*What to produce*:
Please retype every entry as written, and keep the pictures out.

[Stored items from a collection]
========

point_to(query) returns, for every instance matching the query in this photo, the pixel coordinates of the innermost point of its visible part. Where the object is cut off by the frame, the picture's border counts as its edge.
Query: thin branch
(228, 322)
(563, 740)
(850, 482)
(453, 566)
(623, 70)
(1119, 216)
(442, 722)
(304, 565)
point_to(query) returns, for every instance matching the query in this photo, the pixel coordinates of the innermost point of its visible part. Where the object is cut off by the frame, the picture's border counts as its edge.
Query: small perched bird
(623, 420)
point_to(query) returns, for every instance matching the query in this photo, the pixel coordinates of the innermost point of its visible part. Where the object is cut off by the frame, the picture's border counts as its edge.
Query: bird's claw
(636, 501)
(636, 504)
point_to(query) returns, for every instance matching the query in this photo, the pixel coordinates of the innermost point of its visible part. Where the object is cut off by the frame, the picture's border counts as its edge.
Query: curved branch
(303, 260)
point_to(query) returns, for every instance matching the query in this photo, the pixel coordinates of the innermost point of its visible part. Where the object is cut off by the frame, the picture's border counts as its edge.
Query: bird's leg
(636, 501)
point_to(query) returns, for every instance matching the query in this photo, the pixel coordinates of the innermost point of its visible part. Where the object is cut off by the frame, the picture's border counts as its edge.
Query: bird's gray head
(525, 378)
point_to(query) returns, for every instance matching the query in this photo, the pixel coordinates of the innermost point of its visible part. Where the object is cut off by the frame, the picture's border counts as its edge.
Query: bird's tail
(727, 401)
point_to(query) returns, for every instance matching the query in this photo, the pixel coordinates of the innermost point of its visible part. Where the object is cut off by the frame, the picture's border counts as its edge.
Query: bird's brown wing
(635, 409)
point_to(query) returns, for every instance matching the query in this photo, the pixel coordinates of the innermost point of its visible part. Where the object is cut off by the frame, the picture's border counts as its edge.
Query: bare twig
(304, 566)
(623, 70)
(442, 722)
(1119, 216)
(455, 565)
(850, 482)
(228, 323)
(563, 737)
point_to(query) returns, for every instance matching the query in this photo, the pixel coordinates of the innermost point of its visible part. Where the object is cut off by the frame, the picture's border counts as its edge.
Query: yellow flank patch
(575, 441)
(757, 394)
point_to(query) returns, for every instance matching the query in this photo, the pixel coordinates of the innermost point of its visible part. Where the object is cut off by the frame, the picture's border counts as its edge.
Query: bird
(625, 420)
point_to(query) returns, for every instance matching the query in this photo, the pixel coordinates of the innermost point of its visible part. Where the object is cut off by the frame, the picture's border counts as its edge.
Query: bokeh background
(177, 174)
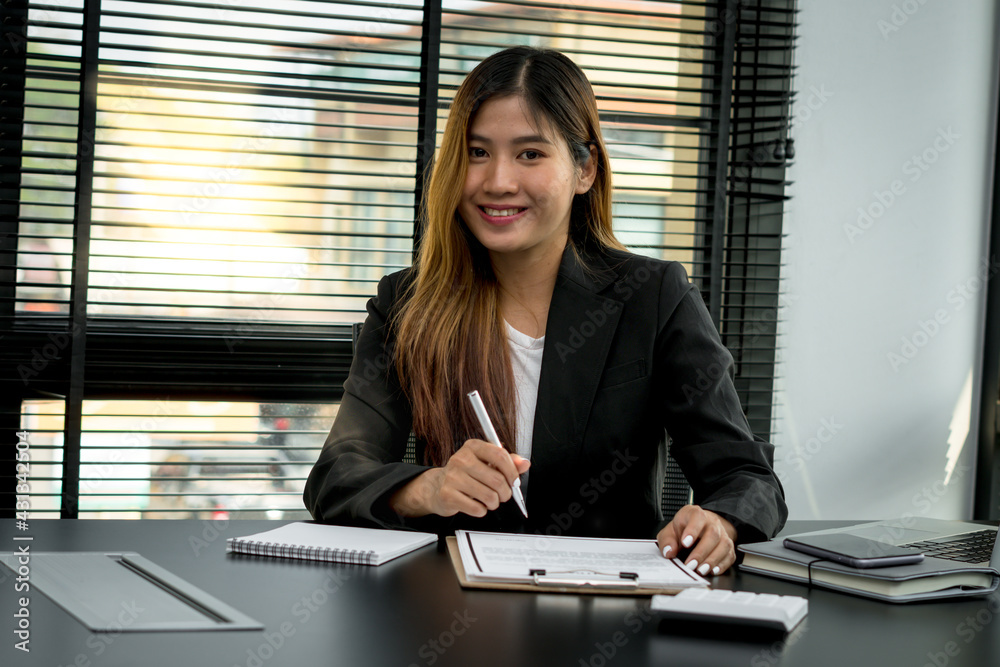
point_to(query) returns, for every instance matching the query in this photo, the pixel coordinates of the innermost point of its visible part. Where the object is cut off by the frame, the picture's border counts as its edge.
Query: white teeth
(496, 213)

========

*Output*:
point_to(query) returns, for every instance matching the query in this photo, the pixel coordinates of the innermost point of its visible part. Where the object is cut off by the frame, the picture's border counts as its edge.
Query: thin branch
(228, 322)
(563, 740)
(850, 482)
(453, 566)
(623, 70)
(1119, 216)
(442, 722)
(304, 565)
point_to(query) returns, for every instance matching the query in this photo, the pixel coordinates of the innermost point of its visible part. Where the object is cut off by the frame, the picture's border counts as its edge.
Query: small perched bird
(623, 420)
point_to(query) returns, for every instance matching the query in this photo, the pixel coordinates of the innermost point of its visible part. Where the object is cut off by the frame, the picture's border counts as its edge.
Query: bird's claw
(636, 501)
(636, 504)
point_to(query) returns, for every instance matching the query in this photo, the pixel coordinates of the innermost point of its visible part. Where the object is cut off by the frame, the picture's border counts as its edge.
Query: curved branch
(303, 260)
point_to(query) returns, for every instance matching the query in this photo, the pixel coordinates of the innermost point of its visible part. Where the object is cut off by the frame, the picture's border counts as its edge.
Query: bird's leg
(636, 501)
point_to(query) returns, for every instance matching the query in this photo, the pixel coordinates of the innermost point of its visible part. Where the object is cut off by the frame, the picture's border counts as its edge.
Query: bird's gray head
(525, 378)
point_to(query) returns, for every instance matching the query in this photo, the pixel coordinates of the innermost point of its visible part. Where the object is cut off by the frame, the picture's border counts as its edge.
Query: bird's tail
(727, 401)
point_to(query) returns, for every instance matching the query in this photo, the pixel coordinates of the innermost point of its visible part. Where the object is cut off by the frame, the picture's border counts as its edge.
Query: bird's brown wing
(635, 409)
point_to(query) returns, for every instance matching the query in this photo, the pixel coordinates of the innermost point of its visible part. Where the object is cut off by the frame, the picture's border counts as its edge.
Query: bare twig
(304, 566)
(623, 70)
(442, 722)
(1119, 216)
(455, 565)
(850, 482)
(228, 323)
(563, 737)
point_to(query) returns, for every instance matching the query in this photo, the pixel coordinates of the innermost point of its visible part. Where the object is cut off by the frame, the picture's border counts as its edge.
Query: yellow flank patch
(575, 441)
(757, 394)
point_to(query) returns, for every instance matching the query in this photo, the pixel coordinates of the innermost point of its visible part. Where the object is cut off by the frame, the picture's border counts as its edge.
Query: bird
(625, 420)
point_to(query) returns, for every instance matching the query in this photo, the pixel coordinates of the innermost point of its visible part. Where the object is cut off by the frame, the picture's border counts as its edge.
Query: bokeh background
(177, 174)
point_to(query) returns, for every instance matching the query in this photo, the pixel coordinates of the innermost point of its visible part. Where the object is cut off by the frame, the picture's border counts as its edge.
Query: white teeth
(496, 213)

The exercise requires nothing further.